GIVEN INFORMATION
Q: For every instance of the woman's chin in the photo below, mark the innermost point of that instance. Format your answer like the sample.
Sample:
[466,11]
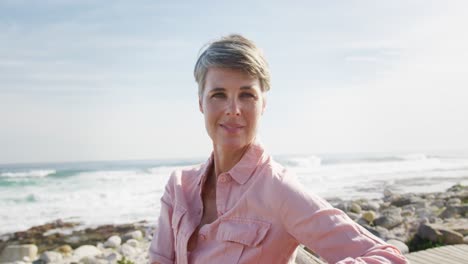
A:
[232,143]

==

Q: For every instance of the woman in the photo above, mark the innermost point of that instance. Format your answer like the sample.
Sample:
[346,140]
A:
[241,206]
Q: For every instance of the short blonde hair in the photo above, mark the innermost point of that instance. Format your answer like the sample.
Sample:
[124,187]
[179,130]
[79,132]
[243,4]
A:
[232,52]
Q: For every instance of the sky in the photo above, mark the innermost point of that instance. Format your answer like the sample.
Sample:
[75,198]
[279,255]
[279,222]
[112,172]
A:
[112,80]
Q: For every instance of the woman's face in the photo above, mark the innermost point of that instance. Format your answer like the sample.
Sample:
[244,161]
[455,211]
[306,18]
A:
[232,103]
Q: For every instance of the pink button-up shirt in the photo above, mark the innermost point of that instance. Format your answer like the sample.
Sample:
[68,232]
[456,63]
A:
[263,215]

==

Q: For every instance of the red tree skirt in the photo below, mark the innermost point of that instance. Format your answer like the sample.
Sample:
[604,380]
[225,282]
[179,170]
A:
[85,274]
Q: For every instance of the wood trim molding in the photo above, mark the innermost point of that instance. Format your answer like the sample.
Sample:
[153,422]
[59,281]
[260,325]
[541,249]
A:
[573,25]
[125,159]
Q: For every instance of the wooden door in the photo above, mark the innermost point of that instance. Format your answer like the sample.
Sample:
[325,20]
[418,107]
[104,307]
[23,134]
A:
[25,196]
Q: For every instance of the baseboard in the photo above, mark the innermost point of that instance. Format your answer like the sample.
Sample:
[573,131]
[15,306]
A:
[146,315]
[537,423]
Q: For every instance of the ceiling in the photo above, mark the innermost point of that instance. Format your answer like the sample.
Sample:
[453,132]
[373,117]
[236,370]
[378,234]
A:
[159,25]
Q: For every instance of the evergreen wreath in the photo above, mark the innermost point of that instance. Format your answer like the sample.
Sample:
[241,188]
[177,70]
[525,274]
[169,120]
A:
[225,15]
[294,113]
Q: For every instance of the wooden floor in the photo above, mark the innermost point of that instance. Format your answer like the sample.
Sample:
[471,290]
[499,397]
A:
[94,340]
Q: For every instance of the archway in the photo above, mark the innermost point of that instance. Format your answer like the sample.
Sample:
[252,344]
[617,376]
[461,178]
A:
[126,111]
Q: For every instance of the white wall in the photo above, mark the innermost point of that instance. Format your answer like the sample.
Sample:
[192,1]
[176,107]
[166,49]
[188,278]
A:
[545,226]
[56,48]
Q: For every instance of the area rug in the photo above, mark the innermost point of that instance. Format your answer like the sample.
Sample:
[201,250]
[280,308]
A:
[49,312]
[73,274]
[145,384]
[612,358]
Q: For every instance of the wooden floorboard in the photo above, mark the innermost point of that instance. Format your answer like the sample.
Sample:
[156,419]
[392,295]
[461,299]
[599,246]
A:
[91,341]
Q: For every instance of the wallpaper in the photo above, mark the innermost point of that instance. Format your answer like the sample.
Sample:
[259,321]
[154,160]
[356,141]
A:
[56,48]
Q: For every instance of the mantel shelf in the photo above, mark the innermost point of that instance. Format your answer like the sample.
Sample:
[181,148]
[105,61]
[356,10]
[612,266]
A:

GIVEN EXERCISE
Report every line of the entries above that contains the string "below". Case counts.

THE ANSWER
Q: For every instance of the woman's chin in the photo below, mark the innermost point of that instance. Format your answer like the sample.
Q: For every instance of the red tree skirt in the photo below, mark the innermost point of that instance. Format your answer like the sample.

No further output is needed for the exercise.